Pull out every line in the rows below that contains the string "wall". Case counts.
——
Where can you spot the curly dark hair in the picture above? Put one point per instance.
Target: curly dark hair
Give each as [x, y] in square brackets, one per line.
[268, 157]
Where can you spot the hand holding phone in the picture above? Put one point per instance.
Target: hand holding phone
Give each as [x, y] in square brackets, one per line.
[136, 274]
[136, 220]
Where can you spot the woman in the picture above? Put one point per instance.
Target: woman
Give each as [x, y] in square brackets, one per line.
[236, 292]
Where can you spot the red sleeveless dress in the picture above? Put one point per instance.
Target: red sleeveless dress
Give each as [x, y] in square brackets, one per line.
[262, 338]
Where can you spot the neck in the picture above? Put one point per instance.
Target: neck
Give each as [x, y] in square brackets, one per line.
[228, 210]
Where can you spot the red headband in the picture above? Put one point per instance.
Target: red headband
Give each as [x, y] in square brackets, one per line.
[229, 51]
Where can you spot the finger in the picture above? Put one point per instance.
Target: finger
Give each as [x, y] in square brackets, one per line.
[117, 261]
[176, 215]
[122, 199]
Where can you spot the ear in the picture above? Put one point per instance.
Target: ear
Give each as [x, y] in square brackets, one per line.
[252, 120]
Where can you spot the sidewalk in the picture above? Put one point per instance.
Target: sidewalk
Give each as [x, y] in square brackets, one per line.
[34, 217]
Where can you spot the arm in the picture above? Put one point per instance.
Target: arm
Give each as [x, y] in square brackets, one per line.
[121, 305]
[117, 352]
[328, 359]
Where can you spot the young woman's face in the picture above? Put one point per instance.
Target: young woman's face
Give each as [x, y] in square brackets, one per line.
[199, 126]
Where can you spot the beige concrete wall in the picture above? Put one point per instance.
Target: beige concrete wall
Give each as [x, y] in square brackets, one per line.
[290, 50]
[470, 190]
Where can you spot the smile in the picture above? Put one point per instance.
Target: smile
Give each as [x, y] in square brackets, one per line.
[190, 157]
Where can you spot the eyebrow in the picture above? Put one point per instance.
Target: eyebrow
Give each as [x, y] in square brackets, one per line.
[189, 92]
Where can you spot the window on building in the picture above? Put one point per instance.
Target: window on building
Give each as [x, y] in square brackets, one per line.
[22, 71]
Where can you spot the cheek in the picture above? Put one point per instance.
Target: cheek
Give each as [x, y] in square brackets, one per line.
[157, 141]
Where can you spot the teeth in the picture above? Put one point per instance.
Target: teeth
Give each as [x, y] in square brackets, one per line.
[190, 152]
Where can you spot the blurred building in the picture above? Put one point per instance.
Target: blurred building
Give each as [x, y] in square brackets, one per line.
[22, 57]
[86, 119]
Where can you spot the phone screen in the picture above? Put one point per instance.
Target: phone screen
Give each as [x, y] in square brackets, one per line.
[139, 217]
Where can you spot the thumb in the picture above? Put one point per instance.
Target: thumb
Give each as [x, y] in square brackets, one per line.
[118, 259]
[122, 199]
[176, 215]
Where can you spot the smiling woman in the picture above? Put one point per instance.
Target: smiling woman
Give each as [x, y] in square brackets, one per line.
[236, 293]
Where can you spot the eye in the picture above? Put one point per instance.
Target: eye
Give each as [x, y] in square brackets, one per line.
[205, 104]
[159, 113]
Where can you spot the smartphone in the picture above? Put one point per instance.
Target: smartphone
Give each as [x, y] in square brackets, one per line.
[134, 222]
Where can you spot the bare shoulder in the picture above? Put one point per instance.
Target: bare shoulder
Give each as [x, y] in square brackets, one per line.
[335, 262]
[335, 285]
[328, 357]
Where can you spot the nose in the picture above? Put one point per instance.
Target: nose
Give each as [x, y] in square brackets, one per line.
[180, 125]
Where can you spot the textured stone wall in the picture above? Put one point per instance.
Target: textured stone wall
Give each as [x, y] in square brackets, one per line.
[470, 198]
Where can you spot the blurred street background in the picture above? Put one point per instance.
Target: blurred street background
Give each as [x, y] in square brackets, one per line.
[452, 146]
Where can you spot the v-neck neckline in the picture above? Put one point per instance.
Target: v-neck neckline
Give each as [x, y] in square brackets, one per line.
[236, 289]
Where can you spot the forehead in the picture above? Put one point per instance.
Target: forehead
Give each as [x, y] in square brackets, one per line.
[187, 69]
——
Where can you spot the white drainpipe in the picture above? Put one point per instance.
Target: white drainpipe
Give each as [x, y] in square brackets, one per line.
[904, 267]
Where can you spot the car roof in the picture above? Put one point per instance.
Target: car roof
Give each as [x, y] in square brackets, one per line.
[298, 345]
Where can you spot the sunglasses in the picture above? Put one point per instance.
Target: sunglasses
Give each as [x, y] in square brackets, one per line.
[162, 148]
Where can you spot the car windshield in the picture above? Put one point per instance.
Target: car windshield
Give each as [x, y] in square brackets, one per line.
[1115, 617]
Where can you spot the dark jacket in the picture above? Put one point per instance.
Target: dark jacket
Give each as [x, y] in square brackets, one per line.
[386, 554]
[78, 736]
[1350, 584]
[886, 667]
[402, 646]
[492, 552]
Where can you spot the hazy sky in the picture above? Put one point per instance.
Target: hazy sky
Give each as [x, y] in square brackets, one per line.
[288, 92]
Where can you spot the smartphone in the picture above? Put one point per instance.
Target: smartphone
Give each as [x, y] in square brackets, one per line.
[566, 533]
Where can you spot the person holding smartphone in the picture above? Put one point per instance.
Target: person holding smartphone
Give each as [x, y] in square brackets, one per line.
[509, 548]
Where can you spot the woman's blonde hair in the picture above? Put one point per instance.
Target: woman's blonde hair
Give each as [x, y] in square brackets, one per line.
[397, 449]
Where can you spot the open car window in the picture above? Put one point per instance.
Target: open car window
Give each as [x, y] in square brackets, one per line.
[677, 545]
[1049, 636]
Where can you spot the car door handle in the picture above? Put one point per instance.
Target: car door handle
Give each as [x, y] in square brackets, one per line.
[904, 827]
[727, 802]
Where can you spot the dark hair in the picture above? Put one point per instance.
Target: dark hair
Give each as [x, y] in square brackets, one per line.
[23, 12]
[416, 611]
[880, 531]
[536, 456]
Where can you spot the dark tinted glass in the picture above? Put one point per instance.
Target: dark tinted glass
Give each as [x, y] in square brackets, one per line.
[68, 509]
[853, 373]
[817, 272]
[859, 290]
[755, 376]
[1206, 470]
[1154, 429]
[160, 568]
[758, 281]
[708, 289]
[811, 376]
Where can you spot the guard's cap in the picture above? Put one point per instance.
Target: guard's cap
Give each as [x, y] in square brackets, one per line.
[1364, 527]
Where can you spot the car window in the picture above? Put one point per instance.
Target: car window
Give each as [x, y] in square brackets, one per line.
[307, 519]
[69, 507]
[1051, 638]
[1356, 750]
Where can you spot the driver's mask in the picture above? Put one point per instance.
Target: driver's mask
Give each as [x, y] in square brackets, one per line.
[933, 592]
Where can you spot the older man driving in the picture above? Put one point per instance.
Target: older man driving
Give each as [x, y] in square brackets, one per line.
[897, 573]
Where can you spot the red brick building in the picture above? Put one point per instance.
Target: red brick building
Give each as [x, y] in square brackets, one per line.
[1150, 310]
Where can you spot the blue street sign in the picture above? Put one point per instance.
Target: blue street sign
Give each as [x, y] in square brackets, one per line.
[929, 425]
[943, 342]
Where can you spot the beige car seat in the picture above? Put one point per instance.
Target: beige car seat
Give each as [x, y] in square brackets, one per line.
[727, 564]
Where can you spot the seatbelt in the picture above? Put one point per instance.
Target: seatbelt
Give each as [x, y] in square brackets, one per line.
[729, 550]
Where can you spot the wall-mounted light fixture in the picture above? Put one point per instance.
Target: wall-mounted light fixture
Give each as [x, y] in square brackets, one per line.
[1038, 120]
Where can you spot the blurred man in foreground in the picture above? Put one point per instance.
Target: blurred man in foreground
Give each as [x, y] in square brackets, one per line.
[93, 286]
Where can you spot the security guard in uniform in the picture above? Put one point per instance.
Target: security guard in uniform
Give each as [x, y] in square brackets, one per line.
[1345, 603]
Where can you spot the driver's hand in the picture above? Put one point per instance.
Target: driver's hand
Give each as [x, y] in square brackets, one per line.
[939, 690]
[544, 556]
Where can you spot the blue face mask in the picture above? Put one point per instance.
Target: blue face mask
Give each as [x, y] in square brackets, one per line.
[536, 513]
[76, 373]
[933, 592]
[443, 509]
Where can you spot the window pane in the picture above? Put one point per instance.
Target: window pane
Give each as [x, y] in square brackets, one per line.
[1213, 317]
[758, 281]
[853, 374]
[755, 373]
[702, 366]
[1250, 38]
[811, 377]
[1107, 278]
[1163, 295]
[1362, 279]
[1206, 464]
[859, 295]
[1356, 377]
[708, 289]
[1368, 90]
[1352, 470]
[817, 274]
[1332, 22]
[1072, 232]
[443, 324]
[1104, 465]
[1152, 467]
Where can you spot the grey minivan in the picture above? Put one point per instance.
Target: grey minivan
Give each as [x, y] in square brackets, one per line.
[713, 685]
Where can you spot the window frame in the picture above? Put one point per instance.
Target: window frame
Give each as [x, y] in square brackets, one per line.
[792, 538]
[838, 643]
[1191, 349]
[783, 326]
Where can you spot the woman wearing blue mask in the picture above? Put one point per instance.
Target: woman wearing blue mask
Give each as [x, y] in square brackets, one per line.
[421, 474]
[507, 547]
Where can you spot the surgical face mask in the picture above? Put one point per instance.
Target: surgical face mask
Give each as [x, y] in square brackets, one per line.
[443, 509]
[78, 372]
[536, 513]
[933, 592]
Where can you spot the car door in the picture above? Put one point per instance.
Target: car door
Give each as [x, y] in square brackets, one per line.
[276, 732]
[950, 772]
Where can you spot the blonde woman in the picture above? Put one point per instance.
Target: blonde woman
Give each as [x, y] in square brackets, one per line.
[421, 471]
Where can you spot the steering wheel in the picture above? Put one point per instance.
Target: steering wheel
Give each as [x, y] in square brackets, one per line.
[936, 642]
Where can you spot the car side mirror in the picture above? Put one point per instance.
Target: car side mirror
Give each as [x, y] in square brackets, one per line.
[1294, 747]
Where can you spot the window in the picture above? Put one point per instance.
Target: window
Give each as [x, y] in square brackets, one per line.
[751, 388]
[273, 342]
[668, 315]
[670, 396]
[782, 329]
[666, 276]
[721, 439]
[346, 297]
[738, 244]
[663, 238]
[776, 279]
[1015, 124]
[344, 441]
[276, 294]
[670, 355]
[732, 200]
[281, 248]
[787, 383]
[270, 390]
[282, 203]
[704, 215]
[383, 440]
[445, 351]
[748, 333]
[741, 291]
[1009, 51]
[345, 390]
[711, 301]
——
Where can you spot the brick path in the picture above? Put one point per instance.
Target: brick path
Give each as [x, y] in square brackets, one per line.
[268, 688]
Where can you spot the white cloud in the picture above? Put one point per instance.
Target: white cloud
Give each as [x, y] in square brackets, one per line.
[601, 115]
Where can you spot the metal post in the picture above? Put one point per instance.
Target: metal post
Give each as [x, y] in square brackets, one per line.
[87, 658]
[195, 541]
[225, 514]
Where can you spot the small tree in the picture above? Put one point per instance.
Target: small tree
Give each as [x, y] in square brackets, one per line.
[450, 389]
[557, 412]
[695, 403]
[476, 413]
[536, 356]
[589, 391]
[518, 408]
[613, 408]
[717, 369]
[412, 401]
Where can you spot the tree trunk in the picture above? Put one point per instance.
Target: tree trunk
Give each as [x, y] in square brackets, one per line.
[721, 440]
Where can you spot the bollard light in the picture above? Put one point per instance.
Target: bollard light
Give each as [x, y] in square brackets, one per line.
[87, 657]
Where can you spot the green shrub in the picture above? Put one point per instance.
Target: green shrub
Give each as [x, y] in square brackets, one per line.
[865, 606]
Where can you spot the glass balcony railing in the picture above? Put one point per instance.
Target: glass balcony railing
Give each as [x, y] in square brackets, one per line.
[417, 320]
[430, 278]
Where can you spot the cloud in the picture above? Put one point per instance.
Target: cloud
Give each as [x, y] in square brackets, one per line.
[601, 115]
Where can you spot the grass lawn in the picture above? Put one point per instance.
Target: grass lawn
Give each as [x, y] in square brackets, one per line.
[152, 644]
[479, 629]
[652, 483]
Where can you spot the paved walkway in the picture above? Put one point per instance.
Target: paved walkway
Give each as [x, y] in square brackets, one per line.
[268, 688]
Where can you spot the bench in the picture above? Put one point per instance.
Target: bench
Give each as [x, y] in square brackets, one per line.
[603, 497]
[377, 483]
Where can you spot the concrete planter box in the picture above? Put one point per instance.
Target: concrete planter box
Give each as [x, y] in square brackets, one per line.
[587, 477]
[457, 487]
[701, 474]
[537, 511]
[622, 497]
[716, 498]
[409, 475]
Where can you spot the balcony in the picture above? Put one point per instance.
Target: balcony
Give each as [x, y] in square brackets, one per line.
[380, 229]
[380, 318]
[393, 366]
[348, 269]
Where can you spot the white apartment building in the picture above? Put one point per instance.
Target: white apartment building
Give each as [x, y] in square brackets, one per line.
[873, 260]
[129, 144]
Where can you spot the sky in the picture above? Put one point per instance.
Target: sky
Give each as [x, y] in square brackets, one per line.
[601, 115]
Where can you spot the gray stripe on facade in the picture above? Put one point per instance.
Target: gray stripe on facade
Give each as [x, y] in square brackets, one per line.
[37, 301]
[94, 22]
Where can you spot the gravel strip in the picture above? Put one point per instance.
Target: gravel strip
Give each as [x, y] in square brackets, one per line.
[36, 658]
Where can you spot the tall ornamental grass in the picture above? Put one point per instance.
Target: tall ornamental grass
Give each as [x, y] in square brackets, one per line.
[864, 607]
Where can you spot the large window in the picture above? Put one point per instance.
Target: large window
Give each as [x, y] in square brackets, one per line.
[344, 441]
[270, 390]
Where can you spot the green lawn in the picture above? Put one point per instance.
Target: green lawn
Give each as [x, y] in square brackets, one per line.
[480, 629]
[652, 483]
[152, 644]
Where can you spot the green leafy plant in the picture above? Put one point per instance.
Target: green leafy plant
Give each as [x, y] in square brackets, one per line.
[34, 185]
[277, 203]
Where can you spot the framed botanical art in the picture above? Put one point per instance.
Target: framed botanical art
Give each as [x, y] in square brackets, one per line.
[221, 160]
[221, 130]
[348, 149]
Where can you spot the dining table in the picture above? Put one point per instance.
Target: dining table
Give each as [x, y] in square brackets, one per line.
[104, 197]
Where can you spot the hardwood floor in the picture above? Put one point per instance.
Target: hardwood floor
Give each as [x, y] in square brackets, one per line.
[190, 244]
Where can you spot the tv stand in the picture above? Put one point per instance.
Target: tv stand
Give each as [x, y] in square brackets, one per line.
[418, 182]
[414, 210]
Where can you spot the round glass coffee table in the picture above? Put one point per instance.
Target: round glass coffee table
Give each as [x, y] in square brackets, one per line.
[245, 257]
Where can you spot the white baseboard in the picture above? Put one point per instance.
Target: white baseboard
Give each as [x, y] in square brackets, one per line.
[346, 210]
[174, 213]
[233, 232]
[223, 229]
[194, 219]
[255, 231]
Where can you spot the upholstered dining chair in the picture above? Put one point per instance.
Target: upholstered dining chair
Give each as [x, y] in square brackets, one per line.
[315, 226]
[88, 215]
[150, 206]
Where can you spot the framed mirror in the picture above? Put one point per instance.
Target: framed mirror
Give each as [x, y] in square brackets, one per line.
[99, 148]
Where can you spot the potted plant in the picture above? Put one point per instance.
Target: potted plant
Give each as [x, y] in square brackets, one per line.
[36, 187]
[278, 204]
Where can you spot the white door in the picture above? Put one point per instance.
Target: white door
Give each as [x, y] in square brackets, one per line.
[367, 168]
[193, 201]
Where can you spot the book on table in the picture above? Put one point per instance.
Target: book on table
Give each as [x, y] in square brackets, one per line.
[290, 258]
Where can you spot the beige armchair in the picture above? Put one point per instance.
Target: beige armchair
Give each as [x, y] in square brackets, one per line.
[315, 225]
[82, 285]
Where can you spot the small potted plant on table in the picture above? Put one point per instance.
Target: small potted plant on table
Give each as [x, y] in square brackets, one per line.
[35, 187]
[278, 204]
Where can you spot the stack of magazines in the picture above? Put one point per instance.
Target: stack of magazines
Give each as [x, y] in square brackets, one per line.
——
Result:
Where can you spot the beige concrete wall in the picture above? Put one point per instance.
Target: beige concrete wall
Where can you spot the textured stone wall in the picture above? Put one point per instance.
Target: textured stone wall
Where can you spot the wall-mounted light fixture in the picture above? Put one point per instance.
Target: wall-mounted light fixture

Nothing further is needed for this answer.